Data ->
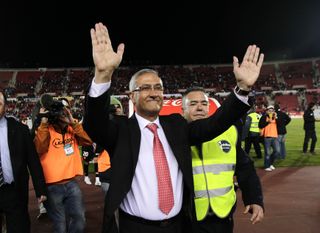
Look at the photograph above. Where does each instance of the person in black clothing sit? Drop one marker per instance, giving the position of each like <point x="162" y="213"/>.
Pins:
<point x="282" y="120"/>
<point x="310" y="129"/>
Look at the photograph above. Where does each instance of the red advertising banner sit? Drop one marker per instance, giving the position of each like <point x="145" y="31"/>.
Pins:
<point x="175" y="106"/>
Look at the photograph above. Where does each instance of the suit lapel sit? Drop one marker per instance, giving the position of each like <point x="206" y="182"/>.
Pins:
<point x="135" y="136"/>
<point x="11" y="132"/>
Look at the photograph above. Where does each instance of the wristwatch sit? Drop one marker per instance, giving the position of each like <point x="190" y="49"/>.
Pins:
<point x="239" y="91"/>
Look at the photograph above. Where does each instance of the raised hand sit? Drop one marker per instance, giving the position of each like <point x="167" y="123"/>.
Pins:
<point x="105" y="59"/>
<point x="248" y="71"/>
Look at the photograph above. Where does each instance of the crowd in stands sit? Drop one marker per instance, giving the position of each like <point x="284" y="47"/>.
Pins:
<point x="293" y="84"/>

Required work -> Which lines above contain the word "Drop"? Copy all of them.

Response to this exercise ->
Look at the photograph above. Where does each instance of the person in black clothing sit? Drop one marker per instance, giving the position of each like <point x="162" y="213"/>.
Look at the photograph above. Where does each instance of the red advertising banner sit? Drop one marker per instance, giving the position of each like <point x="145" y="31"/>.
Look at the photograph above. Where does each instance of the suit lapel sit? Drop one marker per instance, giving the position of each like <point x="206" y="182"/>.
Look at the photograph above. Where does each instance of the wristwatch sit? Drop one marker per instance, giving the position of each like <point x="190" y="49"/>.
Look at the photograph above. Where does each instance of the raised hand sit? Drop one marker per instance, giving the position of each like <point x="167" y="123"/>.
Look at the photograph above. Where does each instance of the crowd in stands sit? Drop one marker per instance, giving the position of each like <point x="284" y="47"/>.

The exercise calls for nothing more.